What needs to be done> Please rewrite the records from the line containing "Where can you find the black punching" through the line containing "point(34, 507)" as a Markdown table with the columns No. and Text, giving each line its row number and skipping blank lines.
════════════════
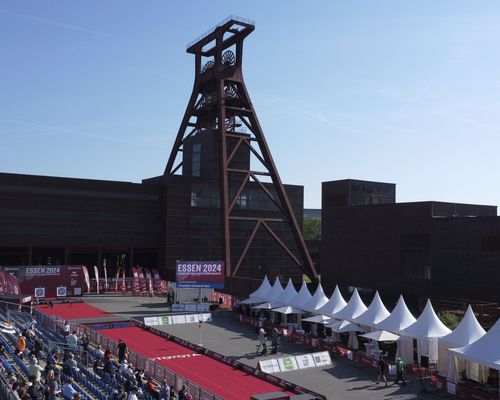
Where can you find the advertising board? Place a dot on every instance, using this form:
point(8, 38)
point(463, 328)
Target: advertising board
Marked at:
point(200, 274)
point(47, 279)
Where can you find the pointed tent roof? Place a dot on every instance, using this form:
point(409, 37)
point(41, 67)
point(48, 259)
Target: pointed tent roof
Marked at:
point(467, 331)
point(275, 291)
point(263, 289)
point(288, 294)
point(428, 325)
point(400, 318)
point(354, 308)
point(302, 297)
point(375, 313)
point(317, 301)
point(335, 304)
point(485, 350)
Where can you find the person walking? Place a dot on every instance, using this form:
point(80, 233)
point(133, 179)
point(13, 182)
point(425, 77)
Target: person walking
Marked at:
point(381, 370)
point(400, 369)
point(262, 340)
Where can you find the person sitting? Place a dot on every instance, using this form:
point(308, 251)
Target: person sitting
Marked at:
point(68, 391)
point(35, 370)
point(151, 389)
point(99, 353)
point(70, 365)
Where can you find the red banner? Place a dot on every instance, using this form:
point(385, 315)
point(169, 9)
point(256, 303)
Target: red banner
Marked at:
point(8, 284)
point(96, 272)
point(87, 277)
point(48, 278)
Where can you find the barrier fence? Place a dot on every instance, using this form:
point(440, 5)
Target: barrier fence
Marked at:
point(158, 372)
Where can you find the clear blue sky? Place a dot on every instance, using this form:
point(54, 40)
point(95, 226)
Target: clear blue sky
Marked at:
point(398, 91)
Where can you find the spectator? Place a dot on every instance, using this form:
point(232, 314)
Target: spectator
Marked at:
point(72, 340)
point(164, 391)
point(99, 353)
point(35, 370)
point(122, 350)
point(68, 391)
point(183, 393)
point(70, 365)
point(133, 394)
point(36, 391)
point(66, 328)
point(54, 387)
point(151, 389)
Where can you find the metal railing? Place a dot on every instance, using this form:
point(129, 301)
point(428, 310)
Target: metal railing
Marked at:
point(156, 371)
point(213, 29)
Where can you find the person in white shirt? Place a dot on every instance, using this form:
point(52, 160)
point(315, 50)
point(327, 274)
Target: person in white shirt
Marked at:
point(68, 391)
point(123, 366)
point(35, 370)
point(72, 340)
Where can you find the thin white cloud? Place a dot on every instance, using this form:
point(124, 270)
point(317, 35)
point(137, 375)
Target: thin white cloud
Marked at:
point(62, 25)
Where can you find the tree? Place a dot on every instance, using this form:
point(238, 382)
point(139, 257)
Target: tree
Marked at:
point(449, 319)
point(312, 228)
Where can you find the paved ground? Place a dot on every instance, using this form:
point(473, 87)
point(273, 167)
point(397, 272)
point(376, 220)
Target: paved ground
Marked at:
point(343, 380)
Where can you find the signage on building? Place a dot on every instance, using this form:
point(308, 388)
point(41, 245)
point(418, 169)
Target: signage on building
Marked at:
point(200, 274)
point(55, 280)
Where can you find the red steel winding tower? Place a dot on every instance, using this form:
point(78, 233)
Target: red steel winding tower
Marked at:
point(220, 106)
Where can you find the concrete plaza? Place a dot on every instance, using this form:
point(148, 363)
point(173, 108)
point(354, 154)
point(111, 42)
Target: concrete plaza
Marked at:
point(343, 380)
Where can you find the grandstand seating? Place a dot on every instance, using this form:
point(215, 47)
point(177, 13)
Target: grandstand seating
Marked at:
point(90, 385)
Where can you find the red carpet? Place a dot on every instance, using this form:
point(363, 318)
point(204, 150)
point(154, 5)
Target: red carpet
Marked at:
point(74, 311)
point(210, 374)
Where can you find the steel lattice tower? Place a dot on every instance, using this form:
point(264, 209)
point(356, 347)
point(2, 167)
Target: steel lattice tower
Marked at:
point(220, 103)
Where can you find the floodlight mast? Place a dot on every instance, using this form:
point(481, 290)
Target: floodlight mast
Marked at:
point(219, 94)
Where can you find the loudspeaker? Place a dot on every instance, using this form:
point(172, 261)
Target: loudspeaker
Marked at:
point(424, 361)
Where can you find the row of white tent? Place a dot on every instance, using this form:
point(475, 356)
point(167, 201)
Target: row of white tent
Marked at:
point(467, 347)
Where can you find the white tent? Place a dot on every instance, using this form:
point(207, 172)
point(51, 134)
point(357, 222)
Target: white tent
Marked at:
point(467, 332)
point(287, 310)
point(319, 319)
point(302, 297)
point(484, 351)
point(344, 326)
point(257, 296)
point(288, 294)
point(427, 329)
point(400, 319)
point(374, 314)
point(381, 336)
point(317, 301)
point(335, 304)
point(354, 308)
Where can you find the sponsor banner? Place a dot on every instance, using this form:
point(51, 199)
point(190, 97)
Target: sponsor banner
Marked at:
point(200, 274)
point(151, 321)
point(322, 358)
point(205, 317)
point(49, 277)
point(269, 366)
point(191, 318)
point(287, 364)
point(178, 319)
point(175, 357)
point(177, 307)
point(40, 292)
point(203, 307)
point(305, 361)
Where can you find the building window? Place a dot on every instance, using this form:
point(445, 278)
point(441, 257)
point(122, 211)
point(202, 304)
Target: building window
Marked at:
point(196, 159)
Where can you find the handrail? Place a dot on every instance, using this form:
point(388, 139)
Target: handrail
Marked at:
point(156, 371)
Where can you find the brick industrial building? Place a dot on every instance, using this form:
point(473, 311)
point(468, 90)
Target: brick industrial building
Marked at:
point(420, 249)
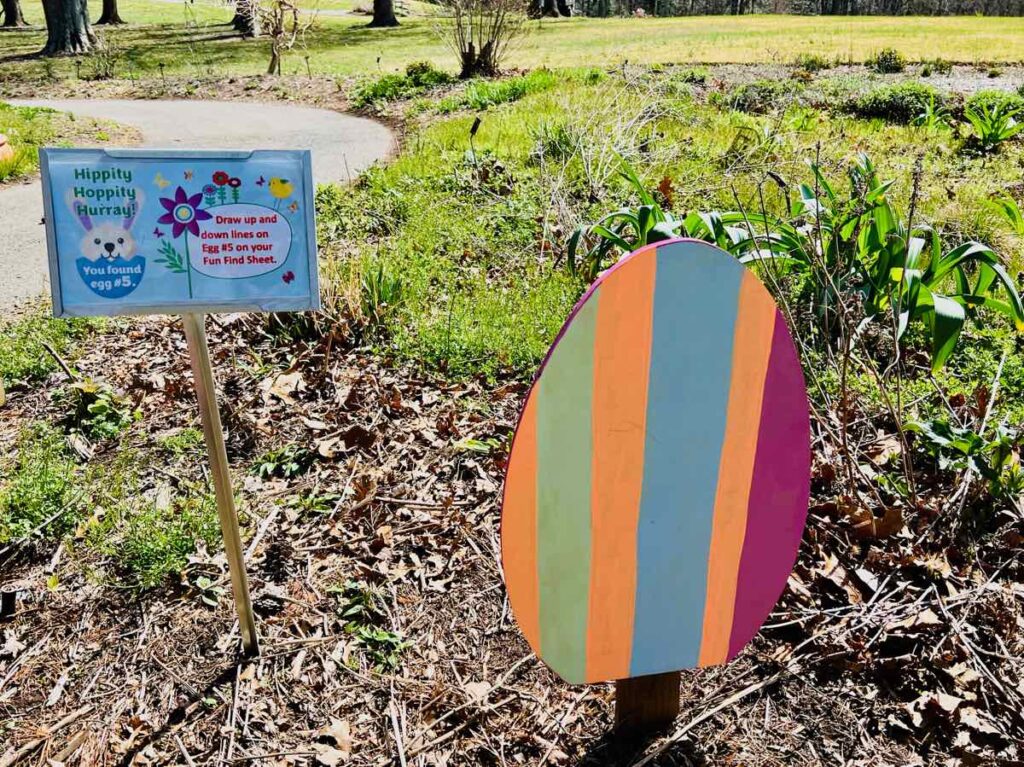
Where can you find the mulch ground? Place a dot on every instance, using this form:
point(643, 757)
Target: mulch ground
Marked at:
point(893, 645)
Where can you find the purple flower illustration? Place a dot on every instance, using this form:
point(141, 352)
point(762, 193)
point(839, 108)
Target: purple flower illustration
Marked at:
point(183, 212)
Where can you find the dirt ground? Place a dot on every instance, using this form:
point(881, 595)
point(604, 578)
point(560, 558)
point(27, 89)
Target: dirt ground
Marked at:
point(885, 650)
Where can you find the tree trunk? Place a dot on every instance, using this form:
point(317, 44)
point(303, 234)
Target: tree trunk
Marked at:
point(68, 28)
point(110, 13)
point(384, 13)
point(12, 13)
point(247, 17)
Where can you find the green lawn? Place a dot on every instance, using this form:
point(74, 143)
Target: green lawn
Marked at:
point(197, 39)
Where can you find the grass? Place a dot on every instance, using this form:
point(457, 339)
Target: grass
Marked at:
point(24, 358)
point(150, 540)
point(470, 237)
point(39, 495)
point(29, 128)
point(197, 41)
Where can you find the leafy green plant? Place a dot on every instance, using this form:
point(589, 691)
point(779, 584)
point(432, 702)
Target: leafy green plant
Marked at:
point(181, 442)
point(482, 94)
point(171, 258)
point(418, 78)
point(592, 246)
point(380, 291)
point(933, 118)
point(1011, 211)
point(38, 491)
point(363, 613)
point(153, 539)
point(896, 102)
point(936, 66)
point(861, 244)
point(958, 448)
point(287, 462)
point(886, 61)
point(992, 124)
point(811, 62)
point(691, 76)
point(98, 411)
point(991, 97)
point(760, 96)
point(209, 592)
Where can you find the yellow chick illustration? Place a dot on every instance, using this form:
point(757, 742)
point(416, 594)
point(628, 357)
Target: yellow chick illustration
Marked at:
point(281, 188)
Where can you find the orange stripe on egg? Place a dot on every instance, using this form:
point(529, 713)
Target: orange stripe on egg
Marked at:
point(752, 346)
point(622, 363)
point(519, 526)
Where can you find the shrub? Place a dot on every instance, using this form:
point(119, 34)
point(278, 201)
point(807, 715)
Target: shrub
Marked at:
point(425, 75)
point(899, 102)
point(811, 62)
point(419, 77)
point(691, 76)
point(479, 32)
point(760, 96)
point(887, 61)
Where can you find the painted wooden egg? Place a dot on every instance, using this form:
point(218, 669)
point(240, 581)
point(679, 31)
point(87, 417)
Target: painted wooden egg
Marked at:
point(656, 491)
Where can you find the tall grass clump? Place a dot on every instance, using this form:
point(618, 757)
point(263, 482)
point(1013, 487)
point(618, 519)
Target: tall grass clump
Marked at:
point(24, 357)
point(898, 102)
point(481, 94)
point(38, 494)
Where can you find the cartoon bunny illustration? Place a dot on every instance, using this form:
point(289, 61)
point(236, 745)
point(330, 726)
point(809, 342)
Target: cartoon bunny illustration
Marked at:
point(107, 240)
point(109, 260)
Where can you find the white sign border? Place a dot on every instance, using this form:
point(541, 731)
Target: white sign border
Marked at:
point(305, 156)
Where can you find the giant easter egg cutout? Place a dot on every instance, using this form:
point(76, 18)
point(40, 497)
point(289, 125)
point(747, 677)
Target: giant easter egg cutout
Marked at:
point(656, 491)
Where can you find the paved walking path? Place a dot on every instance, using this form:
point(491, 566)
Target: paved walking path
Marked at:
point(342, 145)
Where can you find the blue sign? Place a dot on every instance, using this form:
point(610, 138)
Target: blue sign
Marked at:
point(138, 231)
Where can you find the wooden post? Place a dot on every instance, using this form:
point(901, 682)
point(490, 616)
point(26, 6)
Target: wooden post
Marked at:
point(206, 391)
point(646, 705)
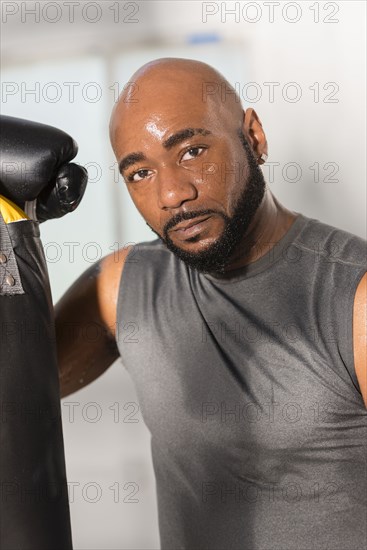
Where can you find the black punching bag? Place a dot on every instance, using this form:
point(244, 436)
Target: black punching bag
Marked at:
point(34, 507)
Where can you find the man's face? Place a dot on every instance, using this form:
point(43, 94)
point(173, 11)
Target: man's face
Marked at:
point(193, 177)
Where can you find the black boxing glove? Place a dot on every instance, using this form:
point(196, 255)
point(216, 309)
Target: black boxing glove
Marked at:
point(35, 168)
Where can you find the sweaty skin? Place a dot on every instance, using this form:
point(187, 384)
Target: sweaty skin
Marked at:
point(171, 174)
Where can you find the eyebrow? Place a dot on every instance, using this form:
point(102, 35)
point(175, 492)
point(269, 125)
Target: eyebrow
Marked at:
point(181, 135)
point(169, 143)
point(129, 160)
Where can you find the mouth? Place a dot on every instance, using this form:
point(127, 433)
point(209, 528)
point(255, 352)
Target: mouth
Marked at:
point(187, 229)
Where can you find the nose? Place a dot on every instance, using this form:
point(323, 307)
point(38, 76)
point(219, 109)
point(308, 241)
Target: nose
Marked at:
point(174, 188)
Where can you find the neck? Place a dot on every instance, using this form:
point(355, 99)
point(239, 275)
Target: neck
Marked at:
point(271, 222)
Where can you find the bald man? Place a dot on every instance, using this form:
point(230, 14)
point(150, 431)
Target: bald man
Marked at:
point(243, 327)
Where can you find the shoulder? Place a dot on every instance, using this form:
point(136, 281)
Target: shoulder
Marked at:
point(110, 275)
point(332, 244)
point(360, 335)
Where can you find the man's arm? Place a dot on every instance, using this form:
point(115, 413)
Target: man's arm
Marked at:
point(360, 336)
point(86, 322)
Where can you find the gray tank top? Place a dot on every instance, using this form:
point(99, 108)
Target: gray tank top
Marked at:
point(247, 385)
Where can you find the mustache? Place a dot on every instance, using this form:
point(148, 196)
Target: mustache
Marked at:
point(185, 216)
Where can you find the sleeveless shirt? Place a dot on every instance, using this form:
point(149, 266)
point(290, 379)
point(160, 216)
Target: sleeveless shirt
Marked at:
point(247, 385)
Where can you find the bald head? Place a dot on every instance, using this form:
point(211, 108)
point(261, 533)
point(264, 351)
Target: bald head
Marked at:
point(171, 84)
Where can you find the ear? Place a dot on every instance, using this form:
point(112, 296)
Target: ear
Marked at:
point(255, 135)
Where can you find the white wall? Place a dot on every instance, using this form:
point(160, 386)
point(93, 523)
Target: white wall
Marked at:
point(113, 451)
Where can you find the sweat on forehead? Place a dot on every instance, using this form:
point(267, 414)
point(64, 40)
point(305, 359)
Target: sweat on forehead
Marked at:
point(171, 84)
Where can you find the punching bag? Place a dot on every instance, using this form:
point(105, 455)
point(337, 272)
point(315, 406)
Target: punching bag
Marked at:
point(34, 508)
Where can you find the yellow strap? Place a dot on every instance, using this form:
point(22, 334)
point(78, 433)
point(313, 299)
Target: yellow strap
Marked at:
point(10, 211)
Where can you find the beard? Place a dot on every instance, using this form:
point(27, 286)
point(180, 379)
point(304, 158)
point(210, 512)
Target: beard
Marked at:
point(216, 257)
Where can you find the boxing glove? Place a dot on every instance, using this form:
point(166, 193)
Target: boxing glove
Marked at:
point(35, 168)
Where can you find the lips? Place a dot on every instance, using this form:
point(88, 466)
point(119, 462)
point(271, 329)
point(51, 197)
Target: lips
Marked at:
point(190, 223)
point(190, 228)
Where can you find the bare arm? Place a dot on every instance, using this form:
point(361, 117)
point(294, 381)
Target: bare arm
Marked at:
point(360, 336)
point(85, 324)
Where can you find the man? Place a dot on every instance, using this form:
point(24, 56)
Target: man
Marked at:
point(243, 327)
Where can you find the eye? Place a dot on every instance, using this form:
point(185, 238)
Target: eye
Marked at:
point(192, 153)
point(139, 175)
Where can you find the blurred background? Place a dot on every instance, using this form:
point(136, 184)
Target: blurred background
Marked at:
point(301, 65)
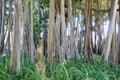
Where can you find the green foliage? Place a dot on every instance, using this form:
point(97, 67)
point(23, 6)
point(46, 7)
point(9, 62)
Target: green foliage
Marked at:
point(70, 70)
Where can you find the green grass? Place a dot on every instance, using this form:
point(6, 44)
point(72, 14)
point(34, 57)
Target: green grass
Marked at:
point(70, 70)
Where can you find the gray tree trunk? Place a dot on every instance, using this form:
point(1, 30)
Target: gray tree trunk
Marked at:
point(15, 55)
point(107, 45)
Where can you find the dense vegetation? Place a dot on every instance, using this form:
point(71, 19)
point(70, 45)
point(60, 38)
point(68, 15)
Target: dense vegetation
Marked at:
point(70, 70)
point(59, 40)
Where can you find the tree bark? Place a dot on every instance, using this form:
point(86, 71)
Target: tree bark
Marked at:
point(88, 11)
point(51, 31)
point(107, 45)
point(2, 14)
point(15, 55)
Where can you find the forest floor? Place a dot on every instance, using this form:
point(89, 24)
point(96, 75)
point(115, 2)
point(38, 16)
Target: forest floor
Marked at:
point(70, 70)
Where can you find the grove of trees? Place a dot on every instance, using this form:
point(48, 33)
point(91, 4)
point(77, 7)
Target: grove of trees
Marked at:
point(63, 30)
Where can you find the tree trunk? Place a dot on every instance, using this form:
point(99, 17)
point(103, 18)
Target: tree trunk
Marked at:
point(2, 14)
point(107, 45)
point(51, 31)
point(15, 55)
point(88, 7)
point(31, 33)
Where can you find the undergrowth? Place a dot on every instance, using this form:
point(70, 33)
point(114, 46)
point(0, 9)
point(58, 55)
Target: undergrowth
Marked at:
point(70, 70)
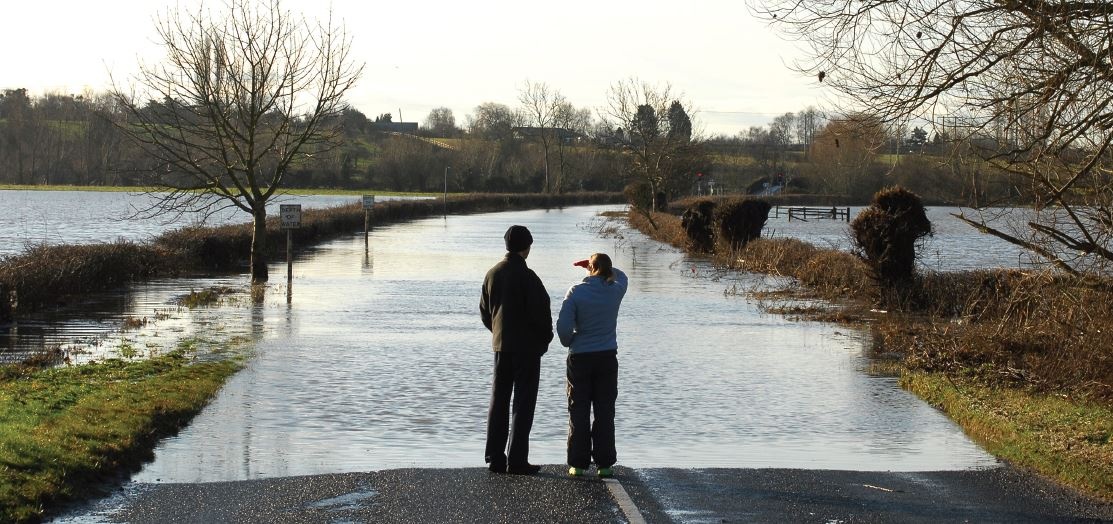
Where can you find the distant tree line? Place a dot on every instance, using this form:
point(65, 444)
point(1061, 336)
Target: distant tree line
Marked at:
point(543, 144)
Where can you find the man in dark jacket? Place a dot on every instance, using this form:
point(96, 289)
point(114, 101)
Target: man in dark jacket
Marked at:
point(514, 307)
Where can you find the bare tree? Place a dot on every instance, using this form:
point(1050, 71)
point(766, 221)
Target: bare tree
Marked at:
point(1026, 86)
point(245, 94)
point(441, 122)
point(541, 106)
point(657, 136)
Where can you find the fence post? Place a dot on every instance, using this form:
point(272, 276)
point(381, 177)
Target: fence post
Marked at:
point(5, 303)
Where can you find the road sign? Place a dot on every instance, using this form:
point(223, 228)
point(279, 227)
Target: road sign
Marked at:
point(291, 216)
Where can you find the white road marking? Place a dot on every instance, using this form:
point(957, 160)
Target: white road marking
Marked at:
point(624, 502)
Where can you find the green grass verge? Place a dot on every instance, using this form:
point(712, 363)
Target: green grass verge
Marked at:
point(63, 431)
point(1067, 440)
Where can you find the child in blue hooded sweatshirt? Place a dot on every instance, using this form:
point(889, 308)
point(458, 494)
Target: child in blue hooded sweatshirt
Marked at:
point(587, 325)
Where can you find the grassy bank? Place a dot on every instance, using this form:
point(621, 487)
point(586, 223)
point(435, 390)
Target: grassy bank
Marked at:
point(1032, 349)
point(1057, 436)
point(45, 276)
point(65, 431)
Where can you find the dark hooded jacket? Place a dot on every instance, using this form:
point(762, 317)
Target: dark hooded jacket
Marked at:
point(514, 307)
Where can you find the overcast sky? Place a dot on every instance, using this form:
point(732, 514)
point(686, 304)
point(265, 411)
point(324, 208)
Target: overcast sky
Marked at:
point(457, 53)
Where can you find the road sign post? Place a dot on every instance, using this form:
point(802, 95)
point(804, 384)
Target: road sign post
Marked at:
point(291, 219)
point(368, 209)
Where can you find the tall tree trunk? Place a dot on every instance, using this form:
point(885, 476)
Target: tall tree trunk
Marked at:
point(259, 244)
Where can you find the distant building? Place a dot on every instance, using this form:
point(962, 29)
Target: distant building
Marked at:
point(409, 128)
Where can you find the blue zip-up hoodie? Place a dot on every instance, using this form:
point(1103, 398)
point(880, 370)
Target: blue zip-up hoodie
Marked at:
point(589, 316)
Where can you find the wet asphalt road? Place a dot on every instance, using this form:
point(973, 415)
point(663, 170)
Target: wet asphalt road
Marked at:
point(464, 495)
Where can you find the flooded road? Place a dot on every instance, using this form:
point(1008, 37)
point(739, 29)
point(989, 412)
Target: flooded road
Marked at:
point(380, 361)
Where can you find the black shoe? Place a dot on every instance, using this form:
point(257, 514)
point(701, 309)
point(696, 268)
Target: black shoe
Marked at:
point(523, 470)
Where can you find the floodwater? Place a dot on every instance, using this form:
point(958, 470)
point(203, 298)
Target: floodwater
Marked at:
point(378, 359)
point(29, 217)
point(953, 246)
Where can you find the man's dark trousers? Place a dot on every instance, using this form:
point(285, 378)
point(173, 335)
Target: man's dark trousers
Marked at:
point(518, 373)
point(592, 385)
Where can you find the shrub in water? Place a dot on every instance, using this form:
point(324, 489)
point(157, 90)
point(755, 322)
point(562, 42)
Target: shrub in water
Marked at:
point(740, 220)
point(697, 221)
point(886, 234)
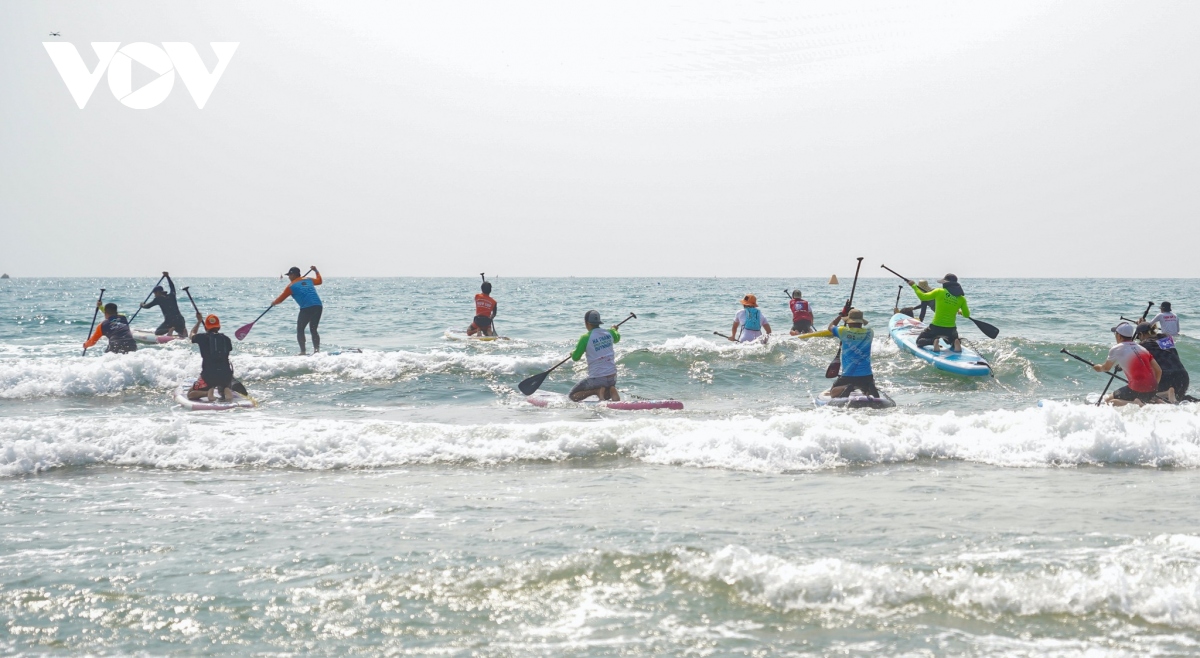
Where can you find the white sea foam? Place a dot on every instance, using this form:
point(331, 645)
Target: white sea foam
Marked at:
point(1059, 435)
point(1139, 580)
point(166, 369)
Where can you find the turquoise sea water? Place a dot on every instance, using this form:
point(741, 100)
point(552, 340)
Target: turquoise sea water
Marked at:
point(406, 500)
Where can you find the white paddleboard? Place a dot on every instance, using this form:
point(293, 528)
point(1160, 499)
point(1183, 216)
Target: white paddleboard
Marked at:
point(238, 402)
point(856, 400)
point(905, 330)
point(148, 338)
point(545, 399)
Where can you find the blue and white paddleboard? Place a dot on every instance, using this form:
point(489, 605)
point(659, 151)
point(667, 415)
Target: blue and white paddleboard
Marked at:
point(905, 330)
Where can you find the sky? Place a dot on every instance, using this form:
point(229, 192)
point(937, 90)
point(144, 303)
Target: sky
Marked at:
point(771, 138)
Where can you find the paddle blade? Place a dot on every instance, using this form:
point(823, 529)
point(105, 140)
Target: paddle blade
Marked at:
point(988, 329)
point(533, 383)
point(240, 334)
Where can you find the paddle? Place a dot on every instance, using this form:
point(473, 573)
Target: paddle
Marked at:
point(533, 383)
point(240, 334)
point(988, 329)
point(834, 366)
point(148, 298)
point(94, 313)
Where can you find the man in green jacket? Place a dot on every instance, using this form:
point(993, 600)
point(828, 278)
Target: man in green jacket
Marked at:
point(951, 301)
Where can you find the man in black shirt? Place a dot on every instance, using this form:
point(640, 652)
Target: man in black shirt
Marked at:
════════════════
Task output>
| No. | Text |
|---|---|
| 1 | Where can you find the black punching bag? Place a dot on every instance, using this form: |
| 2 | point(244, 436) |
| 3 | Target: black punching bag |
| 4 | Marked at: |
| 5 | point(34, 507) |